**TASK GOAL**
Search the data for the string "below", and report each line where it is found.

(Dataset entries)
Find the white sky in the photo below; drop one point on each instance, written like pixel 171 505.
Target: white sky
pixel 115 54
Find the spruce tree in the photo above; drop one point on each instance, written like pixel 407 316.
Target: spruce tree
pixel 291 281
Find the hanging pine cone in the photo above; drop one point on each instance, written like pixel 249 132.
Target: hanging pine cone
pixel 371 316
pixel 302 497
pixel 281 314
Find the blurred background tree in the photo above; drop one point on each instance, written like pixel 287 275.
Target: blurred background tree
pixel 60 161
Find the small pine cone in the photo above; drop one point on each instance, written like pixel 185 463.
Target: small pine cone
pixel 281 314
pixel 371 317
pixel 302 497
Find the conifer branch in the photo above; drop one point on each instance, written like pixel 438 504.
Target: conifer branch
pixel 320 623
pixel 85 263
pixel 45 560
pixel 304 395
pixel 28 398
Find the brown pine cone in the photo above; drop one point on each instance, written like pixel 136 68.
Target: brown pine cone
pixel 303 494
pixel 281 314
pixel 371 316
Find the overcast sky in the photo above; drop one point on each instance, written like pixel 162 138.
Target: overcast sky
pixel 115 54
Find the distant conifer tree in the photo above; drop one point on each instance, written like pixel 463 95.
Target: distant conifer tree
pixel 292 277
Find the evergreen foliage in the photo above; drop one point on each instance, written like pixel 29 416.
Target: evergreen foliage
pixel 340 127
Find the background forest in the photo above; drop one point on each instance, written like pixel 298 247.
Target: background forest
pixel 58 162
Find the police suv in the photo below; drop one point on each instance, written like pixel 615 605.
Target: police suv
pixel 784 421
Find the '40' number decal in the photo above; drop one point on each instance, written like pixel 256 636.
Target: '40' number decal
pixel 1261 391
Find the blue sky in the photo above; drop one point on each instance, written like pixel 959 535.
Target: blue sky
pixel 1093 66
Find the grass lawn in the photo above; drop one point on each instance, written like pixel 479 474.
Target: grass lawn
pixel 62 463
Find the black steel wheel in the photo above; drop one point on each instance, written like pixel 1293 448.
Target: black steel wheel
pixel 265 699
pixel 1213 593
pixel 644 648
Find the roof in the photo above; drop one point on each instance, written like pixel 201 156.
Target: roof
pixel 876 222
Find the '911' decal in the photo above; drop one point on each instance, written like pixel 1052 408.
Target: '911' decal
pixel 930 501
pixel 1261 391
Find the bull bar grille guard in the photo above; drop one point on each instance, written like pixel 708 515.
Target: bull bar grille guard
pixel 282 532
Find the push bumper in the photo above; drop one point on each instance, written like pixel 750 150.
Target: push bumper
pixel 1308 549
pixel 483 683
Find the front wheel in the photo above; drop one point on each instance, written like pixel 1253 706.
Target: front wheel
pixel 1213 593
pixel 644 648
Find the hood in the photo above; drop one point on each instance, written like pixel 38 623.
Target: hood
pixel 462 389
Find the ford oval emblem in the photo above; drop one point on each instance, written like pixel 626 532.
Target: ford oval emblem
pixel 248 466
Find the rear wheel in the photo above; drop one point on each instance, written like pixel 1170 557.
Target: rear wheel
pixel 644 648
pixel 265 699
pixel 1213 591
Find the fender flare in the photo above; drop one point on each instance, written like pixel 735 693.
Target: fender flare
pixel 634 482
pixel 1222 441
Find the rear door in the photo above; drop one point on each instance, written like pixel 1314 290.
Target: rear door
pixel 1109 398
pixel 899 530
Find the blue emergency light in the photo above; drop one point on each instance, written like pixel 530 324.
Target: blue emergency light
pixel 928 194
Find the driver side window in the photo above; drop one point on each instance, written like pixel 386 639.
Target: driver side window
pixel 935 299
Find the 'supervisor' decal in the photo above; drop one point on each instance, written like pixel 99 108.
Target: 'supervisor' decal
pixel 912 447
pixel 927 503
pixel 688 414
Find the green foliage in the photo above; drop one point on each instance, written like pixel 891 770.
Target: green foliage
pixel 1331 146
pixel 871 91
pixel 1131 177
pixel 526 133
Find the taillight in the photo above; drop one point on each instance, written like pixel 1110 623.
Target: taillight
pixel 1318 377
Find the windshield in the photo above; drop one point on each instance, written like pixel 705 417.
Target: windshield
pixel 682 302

**ANSWER AREA**
Find the white sky in the photo below; drop one point on each instance, written like pixel 171 505.
Find the police suv in the photo below; drop one point on each instance, written like pixel 615 605.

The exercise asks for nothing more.